## EXERCISE DIRECTIONS
Give the total number of lines in the data below that include "noun", and nothing else.

## DATA FOR PROCESSING
--- START ---
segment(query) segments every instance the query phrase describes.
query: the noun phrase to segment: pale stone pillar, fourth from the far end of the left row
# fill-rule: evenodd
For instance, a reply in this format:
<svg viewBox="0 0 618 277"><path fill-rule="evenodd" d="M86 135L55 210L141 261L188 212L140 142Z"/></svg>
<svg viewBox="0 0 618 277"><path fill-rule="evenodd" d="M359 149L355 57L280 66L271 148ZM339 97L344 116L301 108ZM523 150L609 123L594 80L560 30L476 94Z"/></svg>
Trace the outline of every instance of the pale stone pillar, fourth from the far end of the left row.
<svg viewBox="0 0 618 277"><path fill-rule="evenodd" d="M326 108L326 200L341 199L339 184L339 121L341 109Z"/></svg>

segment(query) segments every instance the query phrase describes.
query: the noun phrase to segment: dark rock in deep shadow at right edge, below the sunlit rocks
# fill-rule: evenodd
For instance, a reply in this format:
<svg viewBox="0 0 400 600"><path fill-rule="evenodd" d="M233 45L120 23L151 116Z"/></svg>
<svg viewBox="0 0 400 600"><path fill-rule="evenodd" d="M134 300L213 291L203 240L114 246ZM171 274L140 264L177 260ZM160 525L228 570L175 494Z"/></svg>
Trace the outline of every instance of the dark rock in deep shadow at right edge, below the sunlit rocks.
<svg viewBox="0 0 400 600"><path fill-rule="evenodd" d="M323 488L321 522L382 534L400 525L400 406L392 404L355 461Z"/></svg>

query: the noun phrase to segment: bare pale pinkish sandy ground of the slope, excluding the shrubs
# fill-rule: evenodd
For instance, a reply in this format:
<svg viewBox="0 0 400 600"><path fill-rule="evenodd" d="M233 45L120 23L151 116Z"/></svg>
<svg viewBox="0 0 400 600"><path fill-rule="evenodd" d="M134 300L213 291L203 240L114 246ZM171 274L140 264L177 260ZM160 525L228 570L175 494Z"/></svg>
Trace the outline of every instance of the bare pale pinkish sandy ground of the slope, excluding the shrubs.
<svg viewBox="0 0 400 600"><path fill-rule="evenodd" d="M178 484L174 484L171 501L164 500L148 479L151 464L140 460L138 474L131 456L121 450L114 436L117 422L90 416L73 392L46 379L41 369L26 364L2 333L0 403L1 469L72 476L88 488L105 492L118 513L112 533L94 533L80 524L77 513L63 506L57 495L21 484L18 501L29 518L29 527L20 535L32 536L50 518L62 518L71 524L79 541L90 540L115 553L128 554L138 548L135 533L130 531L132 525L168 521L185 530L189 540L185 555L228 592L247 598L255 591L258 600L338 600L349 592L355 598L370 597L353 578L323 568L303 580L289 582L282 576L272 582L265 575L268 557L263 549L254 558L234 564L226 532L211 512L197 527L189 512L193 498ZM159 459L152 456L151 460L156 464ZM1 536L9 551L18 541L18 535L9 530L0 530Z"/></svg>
--- END ---
## COMPLETED TASK
3